> **WHAT IS BEING ASKED**
Copy out the rows below with every "Locate all occurrences of" changed to "Find every", keeping all other text the same.

> **PROVIDED DATA**
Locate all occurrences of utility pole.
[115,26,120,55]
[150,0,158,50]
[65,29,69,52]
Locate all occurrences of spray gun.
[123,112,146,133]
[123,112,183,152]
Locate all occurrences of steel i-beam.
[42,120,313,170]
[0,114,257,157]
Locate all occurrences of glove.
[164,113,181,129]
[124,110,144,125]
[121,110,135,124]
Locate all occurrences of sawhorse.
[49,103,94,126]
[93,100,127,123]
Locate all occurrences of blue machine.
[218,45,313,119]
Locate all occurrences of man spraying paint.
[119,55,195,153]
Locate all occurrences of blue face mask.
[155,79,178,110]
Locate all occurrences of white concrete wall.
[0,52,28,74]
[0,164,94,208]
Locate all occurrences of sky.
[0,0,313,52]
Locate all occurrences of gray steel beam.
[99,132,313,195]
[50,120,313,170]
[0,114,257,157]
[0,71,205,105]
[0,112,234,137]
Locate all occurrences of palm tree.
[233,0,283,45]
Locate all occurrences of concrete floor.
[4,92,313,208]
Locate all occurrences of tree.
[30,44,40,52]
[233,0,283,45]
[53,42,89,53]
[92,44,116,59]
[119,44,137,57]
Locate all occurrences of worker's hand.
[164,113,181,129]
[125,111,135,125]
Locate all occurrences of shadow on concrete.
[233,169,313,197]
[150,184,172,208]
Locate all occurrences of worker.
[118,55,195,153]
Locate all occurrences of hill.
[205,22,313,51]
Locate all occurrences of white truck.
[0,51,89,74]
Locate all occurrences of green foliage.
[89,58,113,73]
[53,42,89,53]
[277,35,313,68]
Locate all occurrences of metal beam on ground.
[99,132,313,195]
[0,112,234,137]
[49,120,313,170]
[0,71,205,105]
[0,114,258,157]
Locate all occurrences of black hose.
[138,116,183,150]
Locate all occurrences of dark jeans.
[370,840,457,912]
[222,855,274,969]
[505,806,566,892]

> **SOLUTION TO THIS EXERCISE**
Find every utility pole.
[115,26,120,55]
[150,0,158,50]
[65,29,69,52]
Find every spray gun.
[123,112,146,133]
[123,112,183,152]
Find every steel i-beam.
[42,120,313,170]
[0,114,257,157]
Find every glove.
[164,113,181,129]
[124,110,144,125]
[121,110,135,124]
Find every sawhorse.
[49,103,94,126]
[93,100,127,123]
Find every blue machine.
[218,45,313,119]
Find every man spraying paint.
[119,55,195,153]
Find every blue face mask.
[155,79,178,110]
Find every white concrete wall.
[0,52,28,74]
[0,164,94,208]
Find every sky.
[0,0,313,52]
Find every gray steel beam.
[99,132,313,195]
[50,120,313,170]
[0,114,257,157]
[0,71,205,105]
[0,112,234,137]
Find every palm tree.
[233,0,283,45]
Find every concrete floor.
[4,92,313,208]
Find every tree.
[30,44,40,52]
[233,0,283,45]
[53,42,89,53]
[92,44,116,59]
[119,44,137,57]
Find every worker's hand.
[164,113,181,129]
[125,111,135,125]
Find every shadow on concrete.
[233,169,313,197]
[150,184,172,208]
Find every worker.
[118,55,195,153]
Find every hill.
[205,22,313,51]
Find every white truck.
[0,51,89,74]
Find every green foliage.
[89,58,113,73]
[53,42,89,53]
[277,35,313,68]
Find every metal beam on ground.
[99,132,313,195]
[0,112,234,137]
[49,120,313,170]
[0,71,205,105]
[0,114,258,157]
Find every black hose.
[138,116,183,150]
Find every dark jeans.
[370,840,457,912]
[222,855,274,969]
[505,806,566,892]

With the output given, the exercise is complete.